◆ **What to do**:
Count the lines in the items below that contain the string "house". Case counts, and the reply should be only the number.

======== Entries supplied

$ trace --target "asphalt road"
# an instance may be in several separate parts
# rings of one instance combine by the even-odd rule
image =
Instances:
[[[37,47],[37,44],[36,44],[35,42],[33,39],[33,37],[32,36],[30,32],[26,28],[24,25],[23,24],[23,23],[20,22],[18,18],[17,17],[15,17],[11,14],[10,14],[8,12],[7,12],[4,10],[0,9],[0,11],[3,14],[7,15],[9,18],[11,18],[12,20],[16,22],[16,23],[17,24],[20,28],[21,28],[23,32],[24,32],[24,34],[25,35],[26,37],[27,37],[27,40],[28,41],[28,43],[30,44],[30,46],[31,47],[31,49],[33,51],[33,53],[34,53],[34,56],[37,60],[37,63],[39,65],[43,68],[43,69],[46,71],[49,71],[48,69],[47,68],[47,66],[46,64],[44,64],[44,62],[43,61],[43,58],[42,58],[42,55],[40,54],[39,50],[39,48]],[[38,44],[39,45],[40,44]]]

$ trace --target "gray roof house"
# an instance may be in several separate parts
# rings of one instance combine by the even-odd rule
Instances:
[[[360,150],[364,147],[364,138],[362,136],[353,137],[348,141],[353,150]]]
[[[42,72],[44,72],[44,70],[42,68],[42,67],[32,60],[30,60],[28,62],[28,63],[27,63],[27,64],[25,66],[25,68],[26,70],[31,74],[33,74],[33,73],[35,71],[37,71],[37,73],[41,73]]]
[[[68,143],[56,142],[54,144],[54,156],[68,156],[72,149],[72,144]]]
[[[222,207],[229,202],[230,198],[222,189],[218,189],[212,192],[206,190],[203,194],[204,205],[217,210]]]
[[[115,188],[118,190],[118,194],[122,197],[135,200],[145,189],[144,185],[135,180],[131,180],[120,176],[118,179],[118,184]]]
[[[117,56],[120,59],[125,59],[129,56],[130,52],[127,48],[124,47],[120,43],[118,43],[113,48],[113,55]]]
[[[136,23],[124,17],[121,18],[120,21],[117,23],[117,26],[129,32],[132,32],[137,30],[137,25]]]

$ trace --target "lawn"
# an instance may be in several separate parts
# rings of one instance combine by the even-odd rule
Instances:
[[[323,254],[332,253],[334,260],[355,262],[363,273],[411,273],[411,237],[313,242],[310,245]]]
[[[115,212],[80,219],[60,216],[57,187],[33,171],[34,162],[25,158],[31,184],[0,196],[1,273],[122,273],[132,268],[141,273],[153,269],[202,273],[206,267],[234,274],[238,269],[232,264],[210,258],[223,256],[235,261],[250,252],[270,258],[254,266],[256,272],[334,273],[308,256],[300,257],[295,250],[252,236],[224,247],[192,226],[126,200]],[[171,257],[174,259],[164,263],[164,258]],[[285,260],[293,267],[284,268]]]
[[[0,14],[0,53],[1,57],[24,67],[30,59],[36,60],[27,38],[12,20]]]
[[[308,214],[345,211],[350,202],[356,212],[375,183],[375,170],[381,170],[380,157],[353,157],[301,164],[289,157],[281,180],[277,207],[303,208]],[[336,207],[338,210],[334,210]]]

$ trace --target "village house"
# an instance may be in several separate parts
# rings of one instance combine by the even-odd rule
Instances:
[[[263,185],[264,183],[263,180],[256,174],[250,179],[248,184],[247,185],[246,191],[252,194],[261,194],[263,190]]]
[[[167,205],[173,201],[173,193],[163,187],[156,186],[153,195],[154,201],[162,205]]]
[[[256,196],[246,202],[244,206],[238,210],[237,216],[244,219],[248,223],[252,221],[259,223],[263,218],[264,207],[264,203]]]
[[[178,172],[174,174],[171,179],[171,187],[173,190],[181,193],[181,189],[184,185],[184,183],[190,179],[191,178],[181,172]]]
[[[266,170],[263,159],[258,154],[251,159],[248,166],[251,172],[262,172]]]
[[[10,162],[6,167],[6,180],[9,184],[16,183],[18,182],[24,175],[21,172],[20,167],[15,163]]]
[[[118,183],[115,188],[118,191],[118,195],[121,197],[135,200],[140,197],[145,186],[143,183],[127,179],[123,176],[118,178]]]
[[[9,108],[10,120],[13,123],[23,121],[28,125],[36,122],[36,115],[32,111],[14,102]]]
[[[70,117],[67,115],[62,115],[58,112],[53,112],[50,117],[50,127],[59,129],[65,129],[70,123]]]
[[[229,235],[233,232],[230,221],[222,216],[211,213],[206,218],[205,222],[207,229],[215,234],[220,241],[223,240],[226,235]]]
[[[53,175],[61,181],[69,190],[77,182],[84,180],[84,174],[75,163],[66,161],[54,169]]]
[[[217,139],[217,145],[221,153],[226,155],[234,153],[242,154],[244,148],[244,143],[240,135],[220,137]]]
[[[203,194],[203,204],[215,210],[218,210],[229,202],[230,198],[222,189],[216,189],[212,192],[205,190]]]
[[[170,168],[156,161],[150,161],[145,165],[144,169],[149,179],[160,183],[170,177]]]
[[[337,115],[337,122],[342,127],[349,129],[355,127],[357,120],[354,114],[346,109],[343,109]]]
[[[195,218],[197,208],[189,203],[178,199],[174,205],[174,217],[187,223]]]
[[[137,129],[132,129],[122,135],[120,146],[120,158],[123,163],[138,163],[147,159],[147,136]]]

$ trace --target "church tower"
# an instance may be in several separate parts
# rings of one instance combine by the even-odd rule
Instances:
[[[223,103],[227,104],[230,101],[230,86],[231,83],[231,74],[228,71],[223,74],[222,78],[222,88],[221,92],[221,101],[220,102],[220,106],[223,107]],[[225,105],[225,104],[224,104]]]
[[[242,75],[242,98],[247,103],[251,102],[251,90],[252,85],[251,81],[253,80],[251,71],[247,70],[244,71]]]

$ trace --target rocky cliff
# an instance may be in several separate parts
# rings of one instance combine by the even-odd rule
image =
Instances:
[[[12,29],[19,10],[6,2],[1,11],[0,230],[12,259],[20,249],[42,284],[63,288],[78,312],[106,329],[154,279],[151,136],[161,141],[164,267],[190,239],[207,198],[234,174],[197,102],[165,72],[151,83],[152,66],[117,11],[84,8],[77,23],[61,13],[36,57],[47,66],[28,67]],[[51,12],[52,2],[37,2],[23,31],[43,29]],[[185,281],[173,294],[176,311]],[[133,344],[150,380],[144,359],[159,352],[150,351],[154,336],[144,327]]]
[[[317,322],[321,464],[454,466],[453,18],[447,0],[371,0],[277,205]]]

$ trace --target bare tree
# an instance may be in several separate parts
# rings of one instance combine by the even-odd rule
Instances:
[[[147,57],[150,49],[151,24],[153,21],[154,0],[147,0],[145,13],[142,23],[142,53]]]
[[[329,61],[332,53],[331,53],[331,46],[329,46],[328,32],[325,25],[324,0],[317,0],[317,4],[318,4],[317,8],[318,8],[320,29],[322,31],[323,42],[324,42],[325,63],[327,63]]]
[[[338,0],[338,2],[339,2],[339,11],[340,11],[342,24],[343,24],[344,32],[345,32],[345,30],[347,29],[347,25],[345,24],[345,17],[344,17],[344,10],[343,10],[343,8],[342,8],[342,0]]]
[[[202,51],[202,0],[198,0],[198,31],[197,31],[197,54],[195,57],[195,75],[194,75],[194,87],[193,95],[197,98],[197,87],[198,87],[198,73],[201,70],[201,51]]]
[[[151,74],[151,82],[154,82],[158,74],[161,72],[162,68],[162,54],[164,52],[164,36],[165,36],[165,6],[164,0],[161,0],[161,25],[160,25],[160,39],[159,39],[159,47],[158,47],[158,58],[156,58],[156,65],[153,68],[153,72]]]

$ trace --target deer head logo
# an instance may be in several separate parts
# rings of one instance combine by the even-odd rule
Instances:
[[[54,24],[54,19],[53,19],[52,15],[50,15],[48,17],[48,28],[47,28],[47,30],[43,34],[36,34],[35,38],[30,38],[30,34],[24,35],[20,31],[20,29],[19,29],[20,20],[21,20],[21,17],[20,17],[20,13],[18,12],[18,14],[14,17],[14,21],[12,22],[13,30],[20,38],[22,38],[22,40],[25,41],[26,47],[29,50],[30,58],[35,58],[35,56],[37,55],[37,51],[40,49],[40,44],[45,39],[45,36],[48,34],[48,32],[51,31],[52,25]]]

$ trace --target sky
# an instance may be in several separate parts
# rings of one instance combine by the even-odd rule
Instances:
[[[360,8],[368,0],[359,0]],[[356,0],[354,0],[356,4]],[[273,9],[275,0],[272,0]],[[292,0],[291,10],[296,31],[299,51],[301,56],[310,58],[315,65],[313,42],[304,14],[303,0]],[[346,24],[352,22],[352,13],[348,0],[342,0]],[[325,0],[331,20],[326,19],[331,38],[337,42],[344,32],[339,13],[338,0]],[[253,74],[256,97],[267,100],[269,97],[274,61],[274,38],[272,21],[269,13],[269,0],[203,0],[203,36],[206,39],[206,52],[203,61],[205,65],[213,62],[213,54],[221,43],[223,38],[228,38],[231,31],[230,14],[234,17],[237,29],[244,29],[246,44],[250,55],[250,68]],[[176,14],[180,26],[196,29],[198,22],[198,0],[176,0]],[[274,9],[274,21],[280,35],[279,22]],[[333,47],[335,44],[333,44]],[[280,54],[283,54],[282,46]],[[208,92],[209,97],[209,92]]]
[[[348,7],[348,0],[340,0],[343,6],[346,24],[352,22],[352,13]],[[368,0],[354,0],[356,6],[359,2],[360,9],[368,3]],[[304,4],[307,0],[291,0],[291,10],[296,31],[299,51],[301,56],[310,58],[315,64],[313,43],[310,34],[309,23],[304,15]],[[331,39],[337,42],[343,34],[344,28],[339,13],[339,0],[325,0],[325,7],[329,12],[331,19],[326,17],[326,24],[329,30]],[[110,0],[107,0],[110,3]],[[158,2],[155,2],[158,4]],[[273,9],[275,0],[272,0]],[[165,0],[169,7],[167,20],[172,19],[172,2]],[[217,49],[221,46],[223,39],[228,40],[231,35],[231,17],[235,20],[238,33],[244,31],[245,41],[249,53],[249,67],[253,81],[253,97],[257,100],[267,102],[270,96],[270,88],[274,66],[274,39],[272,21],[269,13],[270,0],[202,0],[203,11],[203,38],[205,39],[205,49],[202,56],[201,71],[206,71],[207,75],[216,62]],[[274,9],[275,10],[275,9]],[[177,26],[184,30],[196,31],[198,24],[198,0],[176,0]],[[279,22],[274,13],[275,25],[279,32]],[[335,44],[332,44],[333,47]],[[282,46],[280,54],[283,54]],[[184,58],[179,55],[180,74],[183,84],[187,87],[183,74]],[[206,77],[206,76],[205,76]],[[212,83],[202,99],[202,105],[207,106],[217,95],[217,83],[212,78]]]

================

◆ **Exercise answer**:
2